_Brief:_ A verbatim copy of the entries is the required answer.

_Data under study:_
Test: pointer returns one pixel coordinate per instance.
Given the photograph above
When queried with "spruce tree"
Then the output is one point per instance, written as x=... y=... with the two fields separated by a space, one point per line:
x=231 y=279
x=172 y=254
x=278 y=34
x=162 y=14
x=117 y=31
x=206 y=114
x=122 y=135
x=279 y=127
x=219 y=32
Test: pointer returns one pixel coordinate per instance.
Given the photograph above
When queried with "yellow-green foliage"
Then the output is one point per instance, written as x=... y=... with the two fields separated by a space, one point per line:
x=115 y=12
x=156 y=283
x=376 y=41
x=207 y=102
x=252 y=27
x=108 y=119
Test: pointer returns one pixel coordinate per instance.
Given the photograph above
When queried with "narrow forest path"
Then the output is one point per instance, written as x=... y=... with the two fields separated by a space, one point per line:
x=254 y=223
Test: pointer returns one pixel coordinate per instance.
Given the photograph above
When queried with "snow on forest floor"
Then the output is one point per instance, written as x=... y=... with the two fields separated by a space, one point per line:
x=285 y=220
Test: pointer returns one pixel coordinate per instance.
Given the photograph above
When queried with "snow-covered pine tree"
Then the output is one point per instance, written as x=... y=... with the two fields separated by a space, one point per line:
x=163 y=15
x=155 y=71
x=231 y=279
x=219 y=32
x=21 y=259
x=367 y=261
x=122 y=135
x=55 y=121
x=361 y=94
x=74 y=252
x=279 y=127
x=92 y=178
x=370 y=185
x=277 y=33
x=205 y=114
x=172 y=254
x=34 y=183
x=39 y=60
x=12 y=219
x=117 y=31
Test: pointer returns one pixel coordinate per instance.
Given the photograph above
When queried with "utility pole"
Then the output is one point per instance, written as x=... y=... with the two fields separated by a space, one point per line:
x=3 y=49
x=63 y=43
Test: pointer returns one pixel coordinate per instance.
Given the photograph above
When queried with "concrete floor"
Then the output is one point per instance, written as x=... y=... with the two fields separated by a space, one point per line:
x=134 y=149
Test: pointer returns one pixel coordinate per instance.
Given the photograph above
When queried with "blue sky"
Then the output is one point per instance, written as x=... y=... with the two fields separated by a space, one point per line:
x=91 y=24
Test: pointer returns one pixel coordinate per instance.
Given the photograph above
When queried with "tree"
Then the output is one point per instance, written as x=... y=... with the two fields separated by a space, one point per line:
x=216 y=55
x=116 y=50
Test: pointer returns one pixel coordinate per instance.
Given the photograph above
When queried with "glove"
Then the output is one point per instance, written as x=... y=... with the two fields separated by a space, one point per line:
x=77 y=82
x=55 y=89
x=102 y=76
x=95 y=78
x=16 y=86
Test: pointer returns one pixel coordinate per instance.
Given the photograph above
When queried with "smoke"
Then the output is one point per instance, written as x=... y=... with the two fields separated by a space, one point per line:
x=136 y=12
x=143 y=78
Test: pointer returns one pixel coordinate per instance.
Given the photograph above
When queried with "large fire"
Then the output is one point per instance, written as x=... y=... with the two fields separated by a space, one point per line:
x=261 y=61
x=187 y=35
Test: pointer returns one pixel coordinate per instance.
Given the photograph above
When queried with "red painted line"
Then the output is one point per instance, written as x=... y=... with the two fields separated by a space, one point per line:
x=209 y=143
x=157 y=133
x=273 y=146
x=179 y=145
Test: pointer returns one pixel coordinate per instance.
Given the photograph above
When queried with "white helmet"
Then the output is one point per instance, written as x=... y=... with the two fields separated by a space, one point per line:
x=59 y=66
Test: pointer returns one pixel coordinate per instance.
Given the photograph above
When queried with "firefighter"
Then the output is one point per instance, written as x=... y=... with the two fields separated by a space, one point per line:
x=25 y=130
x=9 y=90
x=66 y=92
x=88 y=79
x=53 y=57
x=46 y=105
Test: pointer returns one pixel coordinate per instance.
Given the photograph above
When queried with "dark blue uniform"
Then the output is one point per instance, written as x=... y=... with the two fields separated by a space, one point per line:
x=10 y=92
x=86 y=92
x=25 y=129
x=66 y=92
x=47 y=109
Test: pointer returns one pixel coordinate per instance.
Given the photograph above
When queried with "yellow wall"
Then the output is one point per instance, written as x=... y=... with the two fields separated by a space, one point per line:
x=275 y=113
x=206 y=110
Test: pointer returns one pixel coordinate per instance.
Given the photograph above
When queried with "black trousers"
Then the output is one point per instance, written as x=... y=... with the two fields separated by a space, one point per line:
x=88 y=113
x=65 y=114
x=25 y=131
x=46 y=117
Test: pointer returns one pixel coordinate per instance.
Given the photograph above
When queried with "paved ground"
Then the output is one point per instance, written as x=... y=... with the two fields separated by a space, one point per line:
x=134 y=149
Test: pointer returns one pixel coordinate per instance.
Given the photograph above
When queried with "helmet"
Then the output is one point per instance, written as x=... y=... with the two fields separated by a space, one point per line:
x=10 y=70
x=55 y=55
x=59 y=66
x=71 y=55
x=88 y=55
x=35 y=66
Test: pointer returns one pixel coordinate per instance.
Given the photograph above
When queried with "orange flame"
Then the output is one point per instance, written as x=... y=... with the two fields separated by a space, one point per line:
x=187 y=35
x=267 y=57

_Response to the exercise:_
Test: pointer returns one pixel coordinate per instance.
Given the photograph above
When queried with "spruce tree"
Then the output is one point per instance, written as x=... y=... with the two fields separated by a space, one point per line:
x=231 y=279
x=172 y=254
x=278 y=34
x=162 y=14
x=117 y=31
x=206 y=114
x=122 y=135
x=279 y=127
x=219 y=32
Test: pointer returns one pixel coordinate per instance.
Given the photograph above
When queried with "yellow-green foliage"
Then the output is one point per instance, written as x=... y=... with the two fields separated by a space, one point per line:
x=115 y=12
x=156 y=283
x=376 y=41
x=207 y=102
x=252 y=27
x=108 y=119
Test: pointer returns one pixel coordinate per instance.
Given the photograph above
When queried with "narrow forest path"
Then the output is one point per instance, written as x=... y=... with the two fields separated by a space, one point per line:
x=254 y=223
Test: pointer returns one pixel coordinate per instance.
Given the photograph above
When queried with "snow on forest floor"
Then the output is one point per instance, written as x=... y=... with the two fields separated by a space, one point per line:
x=285 y=220
Test: pointer returns one pixel coordinate per instance.
Given the photograph above
When queried with "snow-covered pine tree"
Then the output is one point per instance, written as x=... y=... with the two fields separated by a space, one point per line:
x=163 y=15
x=155 y=71
x=231 y=279
x=219 y=32
x=21 y=259
x=367 y=261
x=122 y=135
x=55 y=121
x=361 y=94
x=74 y=252
x=279 y=127
x=92 y=178
x=370 y=185
x=277 y=33
x=205 y=114
x=172 y=254
x=34 y=183
x=39 y=60
x=12 y=219
x=117 y=31
Test: pointer returns one pixel coordinate per instance.
Given the photograph above
When queried with "utility pole"
Then the output is one point per instance, written as x=... y=... with the two fields separated by a space, one point per line:
x=3 y=49
x=63 y=43
Test: pointer returns one pixel coordinate per instance.
Given the photograph above
When queried with "concrete floor"
Then the output is one point per instance, written as x=... y=... with the two fields separated by a space, one point per line:
x=134 y=149
Test: pointer returns one pixel coordinate per instance.
Given the photograph above
When queried with "blue sky"
Then the output is one point per instance, written as x=... y=... with the two fields separated by a space, one point per line:
x=91 y=24
Test: pointer returns one pixel coordinate per instance.
Given the photograph above
When queried with "tree"
Then the output is one point per instance, written as x=... y=... with the two fields separated by a space, one point per line:
x=216 y=55
x=116 y=50
Test: pointer returns one pixel coordinate per instance.
Given the photograph above
When queried with "glove"
Then the output is one point per instance, written as x=... y=... with the two fields separated by a space, one point per line:
x=77 y=82
x=55 y=89
x=102 y=76
x=95 y=78
x=16 y=86
Test: pointer returns one pixel coordinate per instance.
Given the photograph above
When queried with "smoke"
Then the output is one point per instance, written as x=... y=... with the two fields separated by a space, one point per line:
x=136 y=12
x=143 y=78
Test: pointer returns one pixel coordinate per instance.
Given the photograph above
When queried with "large fire"
Then the output is one point per instance, written as x=... y=... with the two fields separated by a space, one point per line:
x=261 y=61
x=187 y=35
Test: pointer returns one pixel coordinate per instance.
Given the photograph above
When queried with "red painted line"
Then the output is one point per instance, written as x=... y=... with the two fields separated by a space, one point per line:
x=209 y=143
x=157 y=133
x=273 y=146
x=179 y=145
Test: pointer returns one pixel coordinate per instance.
Given the photograph above
When queried with "white helmet"
Then the output is one point per instance, written as x=... y=... with the two fields separated by a space, one point per line:
x=59 y=66
Test: pointer returns one pixel coordinate per instance.
Given the photograph above
When queried with "firefighter"
Then the output is one point per instance, written as x=... y=... with the two fields separated by a space, one point per line:
x=25 y=130
x=9 y=90
x=66 y=92
x=88 y=79
x=53 y=57
x=46 y=105
Test: pointer returns one pixel coordinate per instance.
Given the photograph above
When queried with "dark blue uniform"
Then the output is one point per instance, written as x=... y=... with the two fields separated by a space, one point per line:
x=10 y=92
x=86 y=92
x=25 y=129
x=66 y=92
x=47 y=109
Test: pointer returns one pixel coordinate per instance.
Given the photograph above
When queried with "yellow wall"
Then the output is one point per instance, written as x=... y=... with the two fields separated by a space, one point per line:
x=275 y=113
x=206 y=110
Test: pointer returns one pixel coordinate per instance.
Given the photograph above
When queried with "black trousers"
Then the output is one point per instance, written as x=... y=... with the two fields separated by a space, one point per line:
x=88 y=113
x=65 y=114
x=25 y=131
x=46 y=117
Test: pointer returns one pixel coordinate per instance.
Given the photograph above
When queried with "paved ground"
Then the output is one point per instance, written as x=... y=... with the two fields separated by a space, one point per line:
x=134 y=149
Test: pointer returns one pixel coordinate per instance.
Given the photograph above
When queried with "helmet"
Then the output is one point per instance, written as x=... y=... with the two fields separated by a space, one point per line:
x=10 y=70
x=55 y=55
x=59 y=66
x=71 y=55
x=88 y=55
x=35 y=66
Test: pointer returns one pixel coordinate per instance.
Given the photograph above
When queried with "orange flame"
Then the output is one point per instance, written as x=... y=... with the two fields separated by a space, one point per line:
x=187 y=35
x=267 y=57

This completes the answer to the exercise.